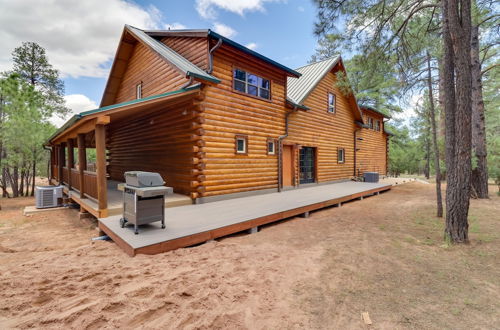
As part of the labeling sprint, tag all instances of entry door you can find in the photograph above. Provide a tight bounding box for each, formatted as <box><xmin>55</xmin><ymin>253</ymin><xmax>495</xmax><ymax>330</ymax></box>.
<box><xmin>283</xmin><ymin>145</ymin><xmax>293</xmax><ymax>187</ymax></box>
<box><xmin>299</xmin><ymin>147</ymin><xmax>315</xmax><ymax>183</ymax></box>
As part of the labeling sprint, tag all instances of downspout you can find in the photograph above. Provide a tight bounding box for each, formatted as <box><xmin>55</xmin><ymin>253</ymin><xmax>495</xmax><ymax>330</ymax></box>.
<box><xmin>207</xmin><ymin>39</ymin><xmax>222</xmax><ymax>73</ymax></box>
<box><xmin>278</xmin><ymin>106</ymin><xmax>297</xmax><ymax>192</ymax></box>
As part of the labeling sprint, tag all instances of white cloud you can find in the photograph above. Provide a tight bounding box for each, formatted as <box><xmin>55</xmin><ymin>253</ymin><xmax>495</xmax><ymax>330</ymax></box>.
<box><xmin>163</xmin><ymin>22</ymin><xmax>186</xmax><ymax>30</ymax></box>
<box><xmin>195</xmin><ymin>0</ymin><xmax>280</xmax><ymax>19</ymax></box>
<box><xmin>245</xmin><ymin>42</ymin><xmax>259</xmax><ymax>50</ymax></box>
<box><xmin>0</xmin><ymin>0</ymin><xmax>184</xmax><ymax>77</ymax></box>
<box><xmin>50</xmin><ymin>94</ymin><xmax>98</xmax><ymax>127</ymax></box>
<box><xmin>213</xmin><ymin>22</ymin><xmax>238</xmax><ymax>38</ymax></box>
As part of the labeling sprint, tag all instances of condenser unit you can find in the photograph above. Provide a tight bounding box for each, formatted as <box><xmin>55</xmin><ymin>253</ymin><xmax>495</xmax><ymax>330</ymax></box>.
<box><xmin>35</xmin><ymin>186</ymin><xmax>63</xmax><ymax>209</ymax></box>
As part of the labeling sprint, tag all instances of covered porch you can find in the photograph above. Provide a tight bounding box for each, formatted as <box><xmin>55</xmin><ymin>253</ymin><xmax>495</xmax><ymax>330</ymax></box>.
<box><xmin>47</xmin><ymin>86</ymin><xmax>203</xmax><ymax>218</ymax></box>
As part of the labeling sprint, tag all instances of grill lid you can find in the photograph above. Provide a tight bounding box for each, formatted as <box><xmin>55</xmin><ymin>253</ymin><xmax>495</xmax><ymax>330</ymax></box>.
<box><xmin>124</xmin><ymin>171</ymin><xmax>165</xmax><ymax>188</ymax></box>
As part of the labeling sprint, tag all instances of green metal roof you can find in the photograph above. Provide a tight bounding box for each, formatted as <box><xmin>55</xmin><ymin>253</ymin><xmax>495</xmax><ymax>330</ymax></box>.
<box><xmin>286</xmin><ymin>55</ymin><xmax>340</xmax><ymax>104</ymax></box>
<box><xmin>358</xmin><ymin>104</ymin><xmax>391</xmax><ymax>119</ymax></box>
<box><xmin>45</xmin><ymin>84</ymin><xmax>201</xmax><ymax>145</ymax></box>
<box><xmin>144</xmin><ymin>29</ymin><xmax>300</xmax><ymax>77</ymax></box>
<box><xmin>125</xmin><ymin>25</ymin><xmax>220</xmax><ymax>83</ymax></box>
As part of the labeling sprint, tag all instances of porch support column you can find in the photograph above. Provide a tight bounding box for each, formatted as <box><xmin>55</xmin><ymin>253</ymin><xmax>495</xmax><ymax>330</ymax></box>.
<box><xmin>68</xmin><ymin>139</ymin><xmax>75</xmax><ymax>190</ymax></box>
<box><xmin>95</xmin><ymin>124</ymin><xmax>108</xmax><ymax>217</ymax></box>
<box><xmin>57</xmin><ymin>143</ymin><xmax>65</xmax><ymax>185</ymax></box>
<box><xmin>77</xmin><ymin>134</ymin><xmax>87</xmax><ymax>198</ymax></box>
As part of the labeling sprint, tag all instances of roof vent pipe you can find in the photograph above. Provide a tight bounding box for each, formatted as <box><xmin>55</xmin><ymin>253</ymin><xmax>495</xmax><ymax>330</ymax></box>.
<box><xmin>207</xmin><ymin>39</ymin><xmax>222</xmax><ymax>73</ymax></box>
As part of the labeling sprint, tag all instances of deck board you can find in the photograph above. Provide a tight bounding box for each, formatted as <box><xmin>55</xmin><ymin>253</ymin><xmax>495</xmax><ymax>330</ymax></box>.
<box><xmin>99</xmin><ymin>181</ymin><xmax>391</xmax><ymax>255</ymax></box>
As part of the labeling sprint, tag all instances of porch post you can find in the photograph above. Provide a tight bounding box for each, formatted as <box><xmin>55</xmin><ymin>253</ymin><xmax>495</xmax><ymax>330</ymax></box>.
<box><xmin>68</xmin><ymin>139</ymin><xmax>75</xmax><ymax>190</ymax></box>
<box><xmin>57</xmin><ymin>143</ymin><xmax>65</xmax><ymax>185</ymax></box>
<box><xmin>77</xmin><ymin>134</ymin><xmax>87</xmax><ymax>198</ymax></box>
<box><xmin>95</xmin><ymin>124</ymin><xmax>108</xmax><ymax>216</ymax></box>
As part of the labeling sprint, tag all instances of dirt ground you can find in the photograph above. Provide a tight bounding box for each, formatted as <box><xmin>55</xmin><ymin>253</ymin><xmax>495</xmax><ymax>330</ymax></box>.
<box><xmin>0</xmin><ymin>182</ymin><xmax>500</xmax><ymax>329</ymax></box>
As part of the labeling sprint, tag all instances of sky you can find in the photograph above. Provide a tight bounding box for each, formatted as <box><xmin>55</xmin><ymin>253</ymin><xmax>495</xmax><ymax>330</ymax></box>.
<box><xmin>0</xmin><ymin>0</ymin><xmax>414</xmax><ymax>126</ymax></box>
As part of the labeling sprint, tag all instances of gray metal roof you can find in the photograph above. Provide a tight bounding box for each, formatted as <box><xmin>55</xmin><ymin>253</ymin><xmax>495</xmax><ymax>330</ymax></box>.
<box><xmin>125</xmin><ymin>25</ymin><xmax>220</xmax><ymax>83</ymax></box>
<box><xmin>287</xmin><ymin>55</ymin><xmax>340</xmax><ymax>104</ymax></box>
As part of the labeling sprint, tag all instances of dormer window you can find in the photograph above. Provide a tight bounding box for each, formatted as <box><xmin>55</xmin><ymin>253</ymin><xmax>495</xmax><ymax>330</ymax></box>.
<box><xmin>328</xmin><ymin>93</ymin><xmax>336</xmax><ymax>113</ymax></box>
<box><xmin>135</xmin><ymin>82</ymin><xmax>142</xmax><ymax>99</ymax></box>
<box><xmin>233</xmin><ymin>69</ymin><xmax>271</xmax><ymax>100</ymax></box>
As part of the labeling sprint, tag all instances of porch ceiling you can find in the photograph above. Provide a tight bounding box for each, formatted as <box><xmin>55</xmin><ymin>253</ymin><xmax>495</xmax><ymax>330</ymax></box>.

==*==

§ Given request: Render every line of the records above as a JSON list of strings, one string per line, omitting blank lines and leaving the pictures out.

§ Solution below:
[
  "As part of the labeling sprint, tag all instances of entry door you can find in the photograph above. Provide a tight bounding box for each, formatted as <box><xmin>55</xmin><ymin>253</ymin><xmax>495</xmax><ymax>330</ymax></box>.",
  "<box><xmin>283</xmin><ymin>145</ymin><xmax>293</xmax><ymax>187</ymax></box>",
  "<box><xmin>299</xmin><ymin>147</ymin><xmax>315</xmax><ymax>183</ymax></box>",
  "As part of the labeling sprint, tag all instances of downspout you can find in the photograph above. Provide a tight bounding box for each, formatted as <box><xmin>55</xmin><ymin>253</ymin><xmax>495</xmax><ymax>330</ymax></box>.",
  "<box><xmin>207</xmin><ymin>39</ymin><xmax>222</xmax><ymax>73</ymax></box>",
  "<box><xmin>278</xmin><ymin>106</ymin><xmax>297</xmax><ymax>192</ymax></box>",
  "As part of the labeling sprint, tag all instances of white cloud you can find in the photograph above. Provide a tight bounding box for each, formatted as <box><xmin>55</xmin><ymin>253</ymin><xmax>495</xmax><ymax>330</ymax></box>.",
  "<box><xmin>163</xmin><ymin>22</ymin><xmax>186</xmax><ymax>30</ymax></box>",
  "<box><xmin>195</xmin><ymin>0</ymin><xmax>280</xmax><ymax>19</ymax></box>",
  "<box><xmin>245</xmin><ymin>42</ymin><xmax>259</xmax><ymax>50</ymax></box>",
  "<box><xmin>0</xmin><ymin>0</ymin><xmax>184</xmax><ymax>77</ymax></box>",
  "<box><xmin>50</xmin><ymin>94</ymin><xmax>98</xmax><ymax>127</ymax></box>",
  "<box><xmin>213</xmin><ymin>22</ymin><xmax>238</xmax><ymax>38</ymax></box>",
  "As part of the labeling sprint, tag all instances of condenser unit you can find in the photograph above. Provide a tight bounding box for each, formatted as <box><xmin>55</xmin><ymin>253</ymin><xmax>495</xmax><ymax>330</ymax></box>.",
  "<box><xmin>35</xmin><ymin>186</ymin><xmax>63</xmax><ymax>209</ymax></box>",
  "As part of the labeling sprint, tag all instances of covered porch you can find in the photograph above. Provide a tight bounding box for each, formatted as <box><xmin>55</xmin><ymin>253</ymin><xmax>495</xmax><ymax>330</ymax></box>.",
  "<box><xmin>47</xmin><ymin>86</ymin><xmax>203</xmax><ymax>218</ymax></box>",
  "As part of the labeling sprint, tag all instances of grill lid you can find in the photograph above. Provide a tight bounding box for each, formatted as <box><xmin>55</xmin><ymin>253</ymin><xmax>495</xmax><ymax>330</ymax></box>.",
  "<box><xmin>124</xmin><ymin>171</ymin><xmax>165</xmax><ymax>188</ymax></box>",
  "As part of the labeling sprint, tag all instances of green metal roof you can find in the photograph above. Provide a tight bounding box for each, formatted as <box><xmin>55</xmin><ymin>253</ymin><xmax>495</xmax><ymax>330</ymax></box>.",
  "<box><xmin>286</xmin><ymin>55</ymin><xmax>340</xmax><ymax>104</ymax></box>",
  "<box><xmin>358</xmin><ymin>104</ymin><xmax>391</xmax><ymax>119</ymax></box>",
  "<box><xmin>45</xmin><ymin>84</ymin><xmax>201</xmax><ymax>145</ymax></box>",
  "<box><xmin>144</xmin><ymin>29</ymin><xmax>300</xmax><ymax>77</ymax></box>",
  "<box><xmin>125</xmin><ymin>25</ymin><xmax>220</xmax><ymax>83</ymax></box>",
  "As part of the labeling sprint, tag all instances of porch support column you can find in the photograph above. Provide a tight bounding box for each, formatted as <box><xmin>55</xmin><ymin>253</ymin><xmax>495</xmax><ymax>330</ymax></box>.",
  "<box><xmin>68</xmin><ymin>139</ymin><xmax>75</xmax><ymax>190</ymax></box>",
  "<box><xmin>95</xmin><ymin>124</ymin><xmax>108</xmax><ymax>217</ymax></box>",
  "<box><xmin>57</xmin><ymin>143</ymin><xmax>65</xmax><ymax>185</ymax></box>",
  "<box><xmin>77</xmin><ymin>134</ymin><xmax>87</xmax><ymax>198</ymax></box>",
  "As part of the labeling sprint, tag all instances of roof vent pipe you can find in the photograph above. Provide a tight bounding box for each, formatted as <box><xmin>55</xmin><ymin>253</ymin><xmax>495</xmax><ymax>330</ymax></box>.",
  "<box><xmin>207</xmin><ymin>39</ymin><xmax>222</xmax><ymax>73</ymax></box>",
  "As part of the labeling sprint, tag all instances of deck board you can find in the photograph above. Provide a tight bounding box for each, formatted as <box><xmin>55</xmin><ymin>253</ymin><xmax>495</xmax><ymax>330</ymax></box>.",
  "<box><xmin>99</xmin><ymin>181</ymin><xmax>391</xmax><ymax>255</ymax></box>",
  "As part of the labeling sprint, tag all instances of porch post you can find in the photograph above. Provide a tight bounding box for each, formatted as <box><xmin>55</xmin><ymin>253</ymin><xmax>495</xmax><ymax>330</ymax></box>.",
  "<box><xmin>68</xmin><ymin>139</ymin><xmax>75</xmax><ymax>190</ymax></box>",
  "<box><xmin>57</xmin><ymin>143</ymin><xmax>65</xmax><ymax>185</ymax></box>",
  "<box><xmin>77</xmin><ymin>134</ymin><xmax>87</xmax><ymax>198</ymax></box>",
  "<box><xmin>95</xmin><ymin>124</ymin><xmax>108</xmax><ymax>216</ymax></box>",
  "As part of the labeling sprint, tag all instances of dirt ground you can find in the photograph above. Provide a tight bounding box for each, formatted as <box><xmin>55</xmin><ymin>253</ymin><xmax>495</xmax><ymax>330</ymax></box>.",
  "<box><xmin>0</xmin><ymin>182</ymin><xmax>500</xmax><ymax>329</ymax></box>",
  "As part of the labeling sprint, tag all instances of sky you can find in the photograph above. Provide a tight bounding box for each, formatted as <box><xmin>55</xmin><ymin>253</ymin><xmax>495</xmax><ymax>330</ymax></box>.",
  "<box><xmin>0</xmin><ymin>0</ymin><xmax>414</xmax><ymax>126</ymax></box>",
  "As part of the labeling sprint, tag all instances of gray metal roof you can find in the photograph above. Provide a tight bounding box for each, formatted as <box><xmin>55</xmin><ymin>253</ymin><xmax>495</xmax><ymax>330</ymax></box>.",
  "<box><xmin>125</xmin><ymin>25</ymin><xmax>220</xmax><ymax>83</ymax></box>",
  "<box><xmin>287</xmin><ymin>55</ymin><xmax>340</xmax><ymax>104</ymax></box>",
  "As part of the labeling sprint, tag all instances of dormer window you can find in the photograph above. Provide a tight bounding box for each, formatted as <box><xmin>55</xmin><ymin>253</ymin><xmax>495</xmax><ymax>330</ymax></box>.",
  "<box><xmin>328</xmin><ymin>93</ymin><xmax>336</xmax><ymax>113</ymax></box>",
  "<box><xmin>135</xmin><ymin>82</ymin><xmax>142</xmax><ymax>99</ymax></box>",
  "<box><xmin>233</xmin><ymin>69</ymin><xmax>271</xmax><ymax>100</ymax></box>",
  "As part of the labeling sprint, tag all instances of porch ceiling you can find in the photograph above. Provide a tight bounding box for each, formatted as <box><xmin>55</xmin><ymin>253</ymin><xmax>495</xmax><ymax>330</ymax></box>."
]